Alıntı metin —
^^^^^^^^^^^^^^^^

4 Aralık 2020
Eşcinsellik artık sadece “öteki” evlerde yaygın bir durum olmaktan çıkıp adeta bizlerin evlerine kadar girmiş durumdadır. “Fıtrat Hareketi” de yakınlardan yükselen feryatlar karşısında kayıtsız kalmamak adına, Müslümanlar arasında hep kapalı kapılar ardında konuşulan bu konu üzerine eğilmeye karar vermiştir. Bu niyetle yola çıkan oluşum, amaçlarını meseleyi hiçbir soru işareti kalmayacak şekilde, İslami, psikolojik, pedagojik, sosyolojik, biyolojik açıdan derinlemesine incelemek, sağlam dayanaklarla her türlü soruya cevap verebilmek, cinsel kimlik bozukluğu yaşayan ya da yaşadığı düşünen bireylere bu hislerinin olası sebeplerini açıklayarak değişim için bir kapı aralamaya çalışmak olarak tanımlamaktadırlar.
Biz de Fıtrat Hareketinden Şebnem Paluluoğlu ile günümüzde yine çok tartışmalı bir konu olan “Eşcinsellik, Genler ve Beyin Yapısı” konusu üzerine bir Zoom yayını gerçekleştirdik.
Eşcinsellik, Genler ve Beyin Yapısı
Şebnem Paluluoğlu – Fıtrat Hareketi
4 Aralık Cuma
Seminerin ilk bölümünde gen nedir, insan genom projesi ile insanlık tarihinde neler değişmiştir, sosyal bilimlerin gelişmesiyle biyolojik determinizm neden ve nasıl güvenilirliğini yitirmiştir, bir hastalığın veya bireye ait bir özelliğin genetik olması ne demektir, genetik biyomarkörler nasıl tespit edilir ve sağlık alanında ne amaçlarla kullanılır gibi konulardan bahsedilerek genetik bilimiyle ilgili genel bir çerçeve çizilmiştir.

^^^^^^^^^^^^^^^^

Gösterilen kayıtlar —

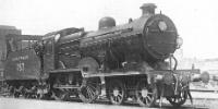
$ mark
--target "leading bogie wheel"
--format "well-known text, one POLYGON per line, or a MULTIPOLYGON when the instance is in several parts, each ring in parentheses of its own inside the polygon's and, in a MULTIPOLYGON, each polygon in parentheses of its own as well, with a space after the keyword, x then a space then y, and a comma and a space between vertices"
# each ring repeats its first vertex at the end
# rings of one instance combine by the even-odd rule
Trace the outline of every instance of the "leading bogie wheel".
POLYGON ((100 93, 99 81, 97 78, 84 78, 78 97, 83 102, 94 102, 100 93))
POLYGON ((179 95, 174 97, 168 97, 167 100, 173 106, 173 107, 180 107, 186 101, 187 98, 187 92, 182 90, 179 93, 179 95))
POLYGON ((136 99, 140 106, 153 107, 157 98, 156 86, 148 85, 146 81, 142 80, 136 85, 136 99))
POLYGON ((124 100, 125 89, 121 81, 112 80, 108 87, 108 97, 112 105, 121 105, 124 100))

^^^^^^^^^^^^^^^^

Alıntı metinde "4 Aralık 2020" ile "çalışmak olarak tanımlamaktadırlar." arasındaki bölümü, bu iki ifade de dahil, hiç değiştirmeden aktar.

Tamamlanan görev —
4 Aralık 2020
Eşcinsellik artık sadece “öteki” evlerde yaygın bir durum olmaktan çıkıp adeta bizlerin evlerine kadar girmiş durumdadır. “Fıtrat Hareketi” de yakınlardan yükselen feryatlar karşısında kayıtsız kalmamak adına, Müslümanlar arasında hep kapalı kapılar ardında konuşulan bu konu üzerine eğilmeye karar vermiştir. Bu niyetle yola çıkan oluşum, amaçlarını meseleyi hiçbir soru işareti kalmayacak şekilde, İslami, psikolojik, pedagojik, sosyolojik, biyolojik açıdan derinlemesine incelemek, sağlam dayanaklarla her türlü soruya cevap verebilmek, cinsel kimlik bozukluğu yaşayan ya da yaşadığı düşünen bireylere bu hislerinin olası sebeplerini açıklayarak değişim için bir kapı aralamaya çalışmak olarak tanımlamaktadırlar.